Flights in the Fraser Valley are confined by the valley narrowing at Hope, causing high winds in the afternoon. Out and Return flights at Bridal are the safest XC flights, because you are typically landing near the wider part of the valley.
Cross Country Triangle Attempt - May 8, 2008 - Mount Woodside, Harrison Mills, BC
Cross Country Potential in the Fraser Valley
Just completed a great XC flight on the Bagheera M on March 6/2000.
I launched at 2:00 PM from Woodside in quite gusty conditions (25-30 km thermal gusts) and the Bagheera came up straight as usual and waited for me to push off.
I climbed out to the south to join 6 other pilots already in the air. There is a house
thermal towards the south knoll that I often take to cloudbase, and it was there again.
Due to the high winds at altitude it was only possible to stay in the core by really
turning tightly. This is one area where the Bagheera shines, turning tight. I just slowed
down to min sink speed and leaned over hard and the Bagheera started to go up at 4 m/s.
I was drifting quite far back to the point that I might be committed to doing a XC flight so I hit the speedbar and flew to the north where the other pilots were congregating near the microwave towers. I hit big sink all the way over and had to climb up through the gaggle. Again the tight, flat turns got me back up to cloudbase. The air was rough on the outsides of the thermals, and a number of the thermals seemed to have hard-to-penetrate walls. I just sped up to enter the thermals and once in just slowed down and weightshifted to turn.
Ian Porter was on his Profeel and we climbed up over launch and decided to try and cross south over the Fraser River to the valley, where the cloudstreet looked inticing. Unfortunately the upper level winds were about 220 degrees at 25 km, so we weren't making great progress (actually felt like we were sinking out before the river). I hit the same house thermal on the way over and decided to get some height before venturing any further south, hoping for less wind higher up. Again I drifted back as I cored the Bagheera up, this time not bailing out as I went back because the original intent was to fly south and I was just drifting east, thinking I could catch Ian on the flats. The thermal topped out at about 1250 meters (700 meters above launch) and I tried to head south with the same effect, no significant penetration so I headed over the back to Agassiz Mountain.

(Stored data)
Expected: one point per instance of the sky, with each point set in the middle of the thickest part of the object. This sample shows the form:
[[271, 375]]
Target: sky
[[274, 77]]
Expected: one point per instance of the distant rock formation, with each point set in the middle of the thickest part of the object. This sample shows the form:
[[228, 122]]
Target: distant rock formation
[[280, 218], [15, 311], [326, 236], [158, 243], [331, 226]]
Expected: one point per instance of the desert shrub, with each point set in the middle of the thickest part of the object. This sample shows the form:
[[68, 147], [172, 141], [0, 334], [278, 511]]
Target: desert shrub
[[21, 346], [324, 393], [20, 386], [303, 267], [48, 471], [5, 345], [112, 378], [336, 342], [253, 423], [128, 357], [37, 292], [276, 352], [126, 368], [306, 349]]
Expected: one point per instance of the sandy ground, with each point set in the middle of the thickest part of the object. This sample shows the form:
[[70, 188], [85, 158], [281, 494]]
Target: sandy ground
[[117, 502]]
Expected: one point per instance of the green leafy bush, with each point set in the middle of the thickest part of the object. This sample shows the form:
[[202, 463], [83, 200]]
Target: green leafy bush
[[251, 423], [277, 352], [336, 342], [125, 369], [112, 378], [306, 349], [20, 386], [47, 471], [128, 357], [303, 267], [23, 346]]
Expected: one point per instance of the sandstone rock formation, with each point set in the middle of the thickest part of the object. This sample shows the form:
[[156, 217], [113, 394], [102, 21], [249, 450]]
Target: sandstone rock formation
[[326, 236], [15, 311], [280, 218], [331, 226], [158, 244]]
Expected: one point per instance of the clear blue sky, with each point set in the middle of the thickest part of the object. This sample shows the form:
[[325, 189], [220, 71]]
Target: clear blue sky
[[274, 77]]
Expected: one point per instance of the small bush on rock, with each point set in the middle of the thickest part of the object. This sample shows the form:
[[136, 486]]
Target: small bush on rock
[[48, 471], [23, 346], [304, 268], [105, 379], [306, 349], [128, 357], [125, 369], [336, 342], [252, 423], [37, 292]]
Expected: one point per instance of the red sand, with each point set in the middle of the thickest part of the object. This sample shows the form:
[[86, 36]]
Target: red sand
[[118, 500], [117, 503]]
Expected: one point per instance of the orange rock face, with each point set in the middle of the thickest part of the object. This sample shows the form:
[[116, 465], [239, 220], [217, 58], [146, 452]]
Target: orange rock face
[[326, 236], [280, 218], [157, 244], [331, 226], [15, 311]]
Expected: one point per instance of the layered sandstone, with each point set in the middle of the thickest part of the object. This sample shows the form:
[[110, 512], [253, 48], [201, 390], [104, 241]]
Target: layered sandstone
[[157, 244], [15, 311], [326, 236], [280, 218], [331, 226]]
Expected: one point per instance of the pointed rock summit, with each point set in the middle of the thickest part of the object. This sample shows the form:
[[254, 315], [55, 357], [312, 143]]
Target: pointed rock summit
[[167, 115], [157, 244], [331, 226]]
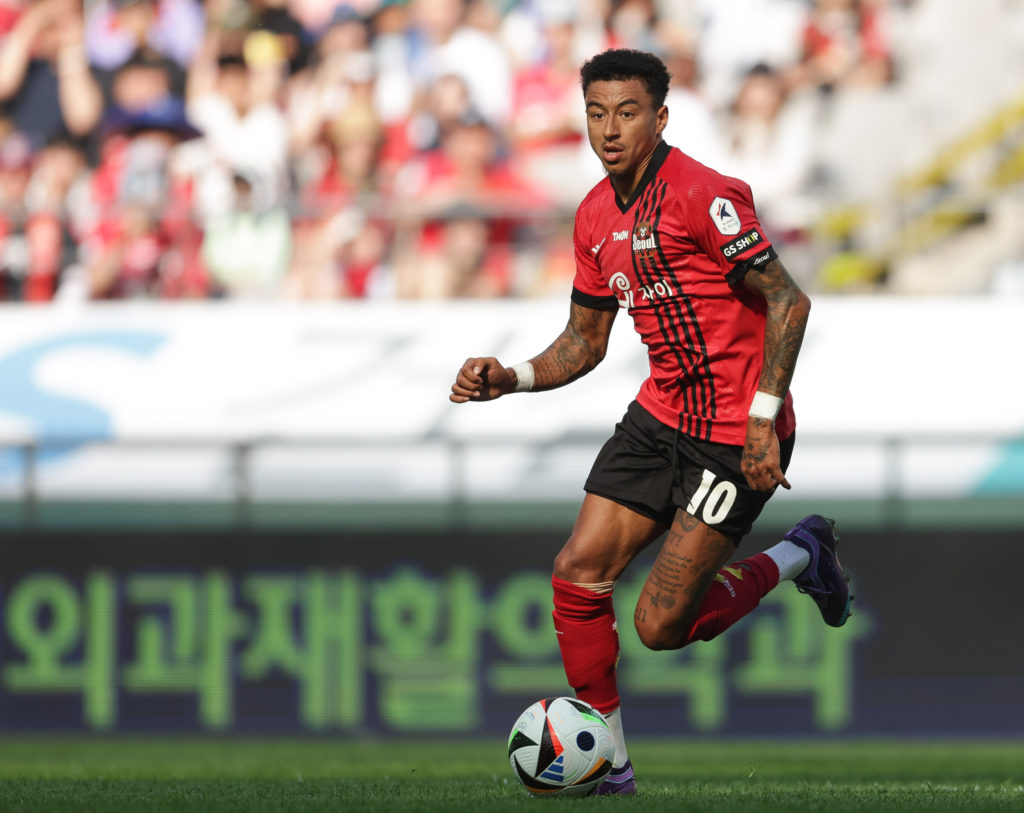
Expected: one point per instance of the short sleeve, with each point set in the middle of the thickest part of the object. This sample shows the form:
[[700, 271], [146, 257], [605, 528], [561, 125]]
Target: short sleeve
[[589, 287], [727, 228]]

WHAT IS EXPECTED: Rewrite the stretch of the Fraser Valley flight account from "Flights in the" through "on March 6/2000.", updating it so that "Bagheera" becomes "wing".

EXPECTED ANSWER:
Flights in the Fraser Valley are confined by the valley narrowing at Hope, causing high winds in the afternoon. Out and Return flights at Bridal are the safest XC flights, because you are typically landing near the wider part of the valley.
Cross Country Triangle Attempt - May 8, 2008 - Mount Woodside, Harrison Mills, BC
Cross Country Potential in the Fraser Valley
Just completed a great XC flight on the wing M on March 6/2000.